## Data extract
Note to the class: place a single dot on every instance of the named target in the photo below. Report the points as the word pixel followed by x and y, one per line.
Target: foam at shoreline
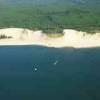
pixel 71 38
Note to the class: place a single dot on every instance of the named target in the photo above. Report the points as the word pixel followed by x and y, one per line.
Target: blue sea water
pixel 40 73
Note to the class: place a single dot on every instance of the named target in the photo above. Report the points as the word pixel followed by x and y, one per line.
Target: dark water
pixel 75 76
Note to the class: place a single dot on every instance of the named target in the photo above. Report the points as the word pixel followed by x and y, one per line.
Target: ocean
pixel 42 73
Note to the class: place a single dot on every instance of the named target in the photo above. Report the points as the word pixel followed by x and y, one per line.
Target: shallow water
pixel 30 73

...

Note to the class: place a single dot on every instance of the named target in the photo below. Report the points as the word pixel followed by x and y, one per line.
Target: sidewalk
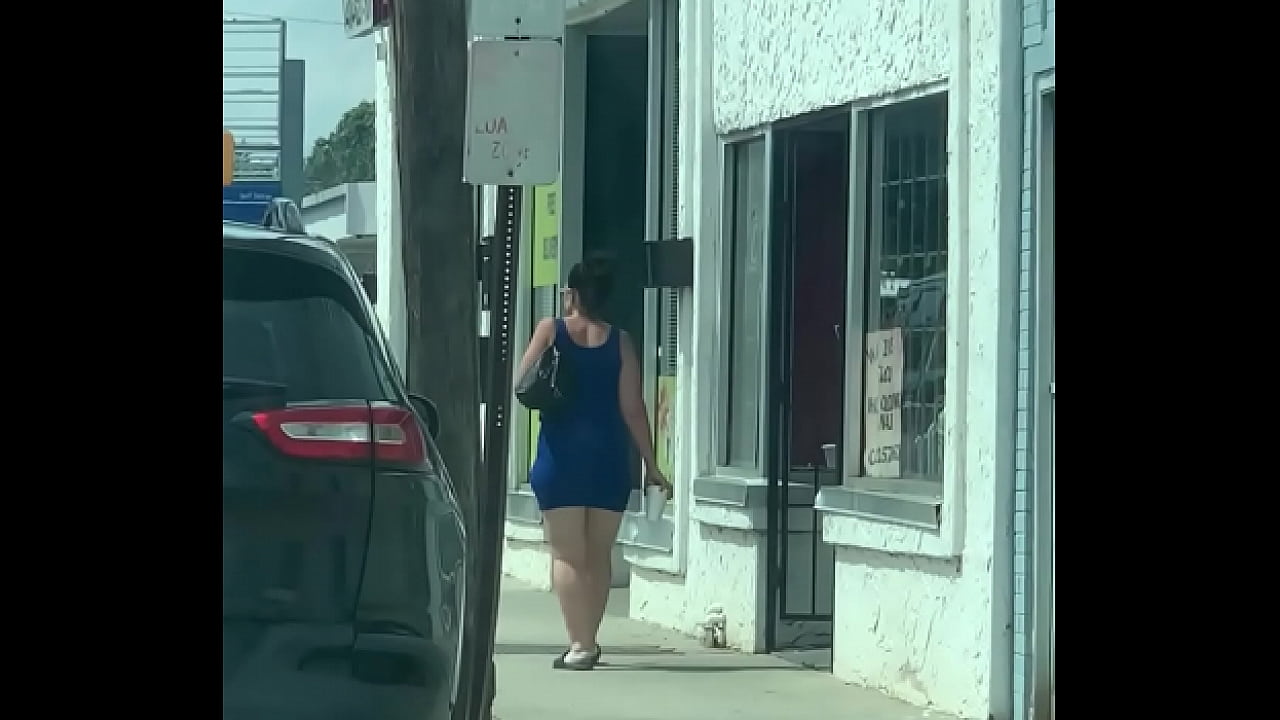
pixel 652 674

## To do
How many of the lines above contain the word "water"? Reply with the number alone.

## Exercise output
3